Records supplied:
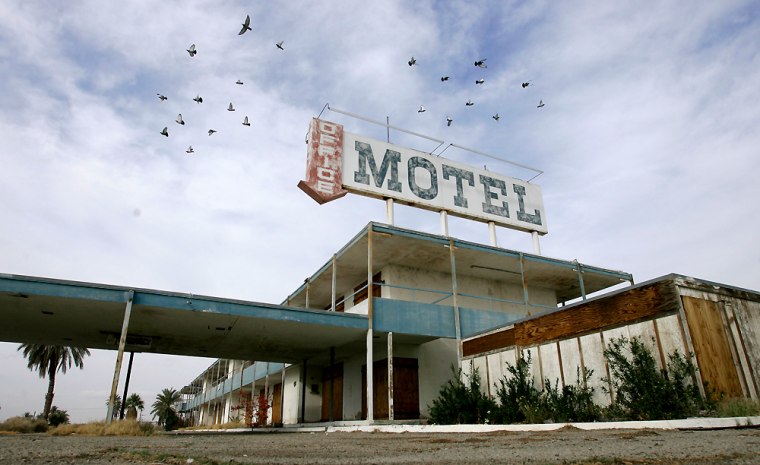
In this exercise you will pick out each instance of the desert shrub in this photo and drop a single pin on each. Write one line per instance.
(57, 416)
(25, 424)
(461, 403)
(100, 428)
(520, 400)
(574, 402)
(737, 407)
(644, 392)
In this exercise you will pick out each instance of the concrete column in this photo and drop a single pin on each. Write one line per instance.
(390, 376)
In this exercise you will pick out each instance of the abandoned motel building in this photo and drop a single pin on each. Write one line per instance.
(374, 333)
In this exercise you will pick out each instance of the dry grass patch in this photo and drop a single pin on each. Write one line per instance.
(100, 428)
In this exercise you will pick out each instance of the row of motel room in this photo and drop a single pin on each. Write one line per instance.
(434, 302)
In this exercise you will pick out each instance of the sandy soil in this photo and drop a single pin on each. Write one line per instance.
(733, 446)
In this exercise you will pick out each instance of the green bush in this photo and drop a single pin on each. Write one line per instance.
(517, 395)
(25, 424)
(644, 392)
(520, 401)
(57, 417)
(460, 403)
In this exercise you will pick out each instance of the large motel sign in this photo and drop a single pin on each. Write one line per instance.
(339, 162)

What you will do: Transcribe every entry word for word, but skip the pictures.

Your solution:
In this exercise you will pick out each instance of the desert shrub in this photo and drop a single pin on each. Write one line per instance.
(57, 416)
(25, 424)
(461, 403)
(100, 428)
(520, 400)
(574, 402)
(737, 407)
(644, 392)
In this exercise you will pick out each instance of the concrete column in this photo and drop a single pin on each. Write one line per instance.
(390, 376)
In this exercise you will pick out each instance of the abandoned motel building in this photo and drop a single pin on each. Write one line per instance.
(374, 333)
In this exercise you will pick out each instance of the dry grass patch in this photo and drop a single pin on each. Write one line per instance.
(100, 428)
In this exercise you will pick out each instance of the row of motel room in this photo and drop a single pin on each. Write one line per instance.
(434, 302)
In this exercise you will pick out each instance of the sandy soil in this photo and drop a single pin on each. Write one line per instance.
(733, 446)
In this exercise you will pick out each instance of the green bush in this photo and drop a single pin on each. Write one line per instance.
(517, 395)
(25, 424)
(644, 392)
(520, 401)
(57, 417)
(460, 403)
In this exercise you will pick out each instance of the large motel sign in this photo and drop a single pin on each. Write one line per instance.
(339, 162)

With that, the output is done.